## Material supplied
___

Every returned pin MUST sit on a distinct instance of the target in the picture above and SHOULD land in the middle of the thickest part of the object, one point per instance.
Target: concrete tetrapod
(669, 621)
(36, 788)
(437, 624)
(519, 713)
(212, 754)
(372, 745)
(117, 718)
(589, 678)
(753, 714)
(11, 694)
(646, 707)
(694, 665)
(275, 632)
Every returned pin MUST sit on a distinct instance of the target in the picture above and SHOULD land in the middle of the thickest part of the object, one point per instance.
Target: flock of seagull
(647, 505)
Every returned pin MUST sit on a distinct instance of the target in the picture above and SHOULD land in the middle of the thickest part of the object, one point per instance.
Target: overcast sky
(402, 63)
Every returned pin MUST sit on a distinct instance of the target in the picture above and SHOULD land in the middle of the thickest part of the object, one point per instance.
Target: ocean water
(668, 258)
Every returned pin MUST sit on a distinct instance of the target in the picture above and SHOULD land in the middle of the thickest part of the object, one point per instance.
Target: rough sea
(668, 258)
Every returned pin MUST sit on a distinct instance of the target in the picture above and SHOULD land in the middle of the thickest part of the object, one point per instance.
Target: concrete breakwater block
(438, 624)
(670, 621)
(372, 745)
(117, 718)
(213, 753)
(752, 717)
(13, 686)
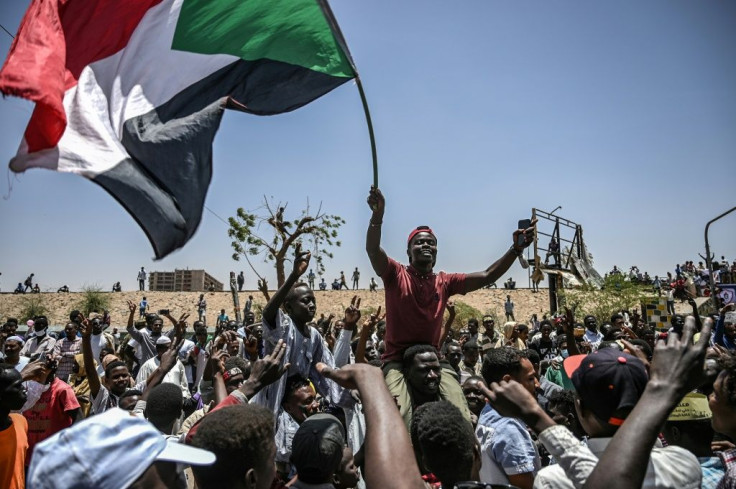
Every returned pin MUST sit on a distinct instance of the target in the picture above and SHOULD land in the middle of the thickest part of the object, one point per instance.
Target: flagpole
(370, 130)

___

## Required action
Repeat, exactly and with no pictures, each line from the line that holds "Target: ocean water" through the last line of the records above.

## Reply to the task
Target: ocean water
(668, 258)
Every returned pin MUST sit on a distinct instance of the target in the picture above and SHOULD land in the middle of the thickest part of the object, one point per instance.
Target: rough sea
(668, 258)
Every returned pin MUST sit on a distinct instance of the target in the picture above and SHOULD land in the middle of the thickest part of the object, one point per instance.
Target: concrete breakwater block
(438, 624)
(670, 621)
(372, 745)
(117, 718)
(213, 753)
(752, 717)
(13, 686)
Every returned pin MUST sit on a distinct instance of the target in the picture above and SHOULD land in the middle of the thickest part of the object, one point per instance.
Target: flagpole
(370, 130)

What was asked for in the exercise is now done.